Exercise prompt: Look below and pull out each line with the word "wall".

Data for this exercise:
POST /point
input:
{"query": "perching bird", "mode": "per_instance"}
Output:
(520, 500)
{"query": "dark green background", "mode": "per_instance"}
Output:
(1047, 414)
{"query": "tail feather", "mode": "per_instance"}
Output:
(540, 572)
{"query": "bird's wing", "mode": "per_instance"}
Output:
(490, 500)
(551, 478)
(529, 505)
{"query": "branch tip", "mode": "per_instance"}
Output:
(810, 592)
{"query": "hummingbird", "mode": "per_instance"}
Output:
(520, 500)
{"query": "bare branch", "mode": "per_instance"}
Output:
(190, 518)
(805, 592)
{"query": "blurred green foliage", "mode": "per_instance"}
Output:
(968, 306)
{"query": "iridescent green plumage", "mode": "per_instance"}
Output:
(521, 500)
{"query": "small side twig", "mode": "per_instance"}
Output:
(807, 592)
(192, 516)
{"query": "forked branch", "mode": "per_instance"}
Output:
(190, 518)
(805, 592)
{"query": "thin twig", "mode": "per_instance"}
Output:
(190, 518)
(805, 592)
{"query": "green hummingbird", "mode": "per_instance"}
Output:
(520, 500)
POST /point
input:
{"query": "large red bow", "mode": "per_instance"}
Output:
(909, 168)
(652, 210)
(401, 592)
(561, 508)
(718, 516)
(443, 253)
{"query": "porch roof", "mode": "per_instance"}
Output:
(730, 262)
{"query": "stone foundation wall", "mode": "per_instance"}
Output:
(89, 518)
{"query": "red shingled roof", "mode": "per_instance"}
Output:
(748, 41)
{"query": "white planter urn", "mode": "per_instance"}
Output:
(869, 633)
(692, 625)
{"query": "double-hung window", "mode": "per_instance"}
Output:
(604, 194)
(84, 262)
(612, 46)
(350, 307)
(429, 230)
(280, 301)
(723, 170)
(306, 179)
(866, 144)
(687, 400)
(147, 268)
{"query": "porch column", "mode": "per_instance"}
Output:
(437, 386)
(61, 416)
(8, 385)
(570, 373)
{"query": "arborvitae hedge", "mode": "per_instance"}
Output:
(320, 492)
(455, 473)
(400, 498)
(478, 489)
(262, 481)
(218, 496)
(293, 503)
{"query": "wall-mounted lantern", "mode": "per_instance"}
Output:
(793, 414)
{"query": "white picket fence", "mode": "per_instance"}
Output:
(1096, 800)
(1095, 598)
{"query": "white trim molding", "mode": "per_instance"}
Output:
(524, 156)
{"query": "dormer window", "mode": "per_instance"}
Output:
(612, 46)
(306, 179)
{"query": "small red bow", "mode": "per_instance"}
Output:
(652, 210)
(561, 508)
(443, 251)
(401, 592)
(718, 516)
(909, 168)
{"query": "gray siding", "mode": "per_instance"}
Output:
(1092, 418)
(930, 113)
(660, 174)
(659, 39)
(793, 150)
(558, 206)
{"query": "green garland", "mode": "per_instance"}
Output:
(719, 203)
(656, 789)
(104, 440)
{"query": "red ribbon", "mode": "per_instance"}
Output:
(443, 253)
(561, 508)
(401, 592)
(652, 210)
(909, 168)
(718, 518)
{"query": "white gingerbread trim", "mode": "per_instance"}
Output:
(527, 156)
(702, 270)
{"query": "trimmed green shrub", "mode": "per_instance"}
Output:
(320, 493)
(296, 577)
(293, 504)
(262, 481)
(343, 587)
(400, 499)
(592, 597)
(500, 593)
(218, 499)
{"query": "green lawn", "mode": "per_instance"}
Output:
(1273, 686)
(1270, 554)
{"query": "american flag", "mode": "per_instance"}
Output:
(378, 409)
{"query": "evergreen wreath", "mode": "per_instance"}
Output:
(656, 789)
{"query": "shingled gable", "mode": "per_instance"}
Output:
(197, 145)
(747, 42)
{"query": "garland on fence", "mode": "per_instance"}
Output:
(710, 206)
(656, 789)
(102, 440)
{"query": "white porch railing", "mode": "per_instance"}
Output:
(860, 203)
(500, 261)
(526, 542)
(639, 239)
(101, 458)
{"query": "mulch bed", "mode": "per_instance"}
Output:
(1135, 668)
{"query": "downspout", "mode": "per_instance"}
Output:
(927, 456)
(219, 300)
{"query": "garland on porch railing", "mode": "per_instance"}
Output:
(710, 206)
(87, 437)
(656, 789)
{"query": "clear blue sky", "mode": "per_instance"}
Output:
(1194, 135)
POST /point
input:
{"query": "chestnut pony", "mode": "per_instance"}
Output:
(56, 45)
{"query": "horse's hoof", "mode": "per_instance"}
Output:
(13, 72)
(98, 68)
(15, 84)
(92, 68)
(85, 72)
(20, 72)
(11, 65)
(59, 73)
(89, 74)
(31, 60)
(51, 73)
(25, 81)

Result of the exercise:
{"query": "stone foundation wall", "mode": "per_instance"}
{"query": "wall-mounted lantern", "mode": "per_instance"}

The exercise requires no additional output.